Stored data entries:
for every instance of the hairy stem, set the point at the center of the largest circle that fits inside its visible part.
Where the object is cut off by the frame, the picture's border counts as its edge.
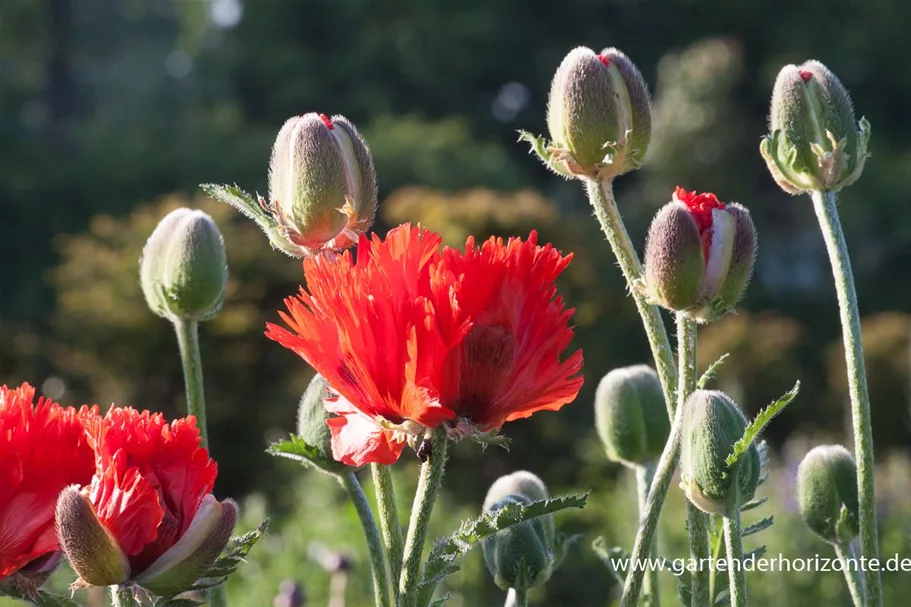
(650, 588)
(516, 598)
(601, 196)
(824, 204)
(389, 520)
(188, 341)
(847, 557)
(428, 483)
(374, 543)
(734, 543)
(697, 521)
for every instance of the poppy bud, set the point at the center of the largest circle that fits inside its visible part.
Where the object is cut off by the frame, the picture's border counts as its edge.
(699, 255)
(815, 143)
(523, 483)
(712, 423)
(827, 492)
(631, 416)
(519, 556)
(312, 428)
(322, 184)
(183, 269)
(599, 114)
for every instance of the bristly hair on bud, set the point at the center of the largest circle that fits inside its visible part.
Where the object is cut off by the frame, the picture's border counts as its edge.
(827, 493)
(598, 115)
(699, 255)
(814, 141)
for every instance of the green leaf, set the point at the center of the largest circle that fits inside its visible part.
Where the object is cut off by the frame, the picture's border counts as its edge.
(235, 554)
(757, 526)
(40, 599)
(761, 420)
(442, 558)
(709, 374)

Exercise instructions:
Only the lines from the one with "for every instance of the green" to the end of the entries above belong in your answer. Retype them exactly.

Answer:
for every instance of the green leaf, set the point at the center of the largest circle that fits inside its visible part.
Where the object is cut off by the frame, the picture's border counts as its edge.
(235, 554)
(757, 526)
(40, 599)
(761, 420)
(442, 558)
(709, 374)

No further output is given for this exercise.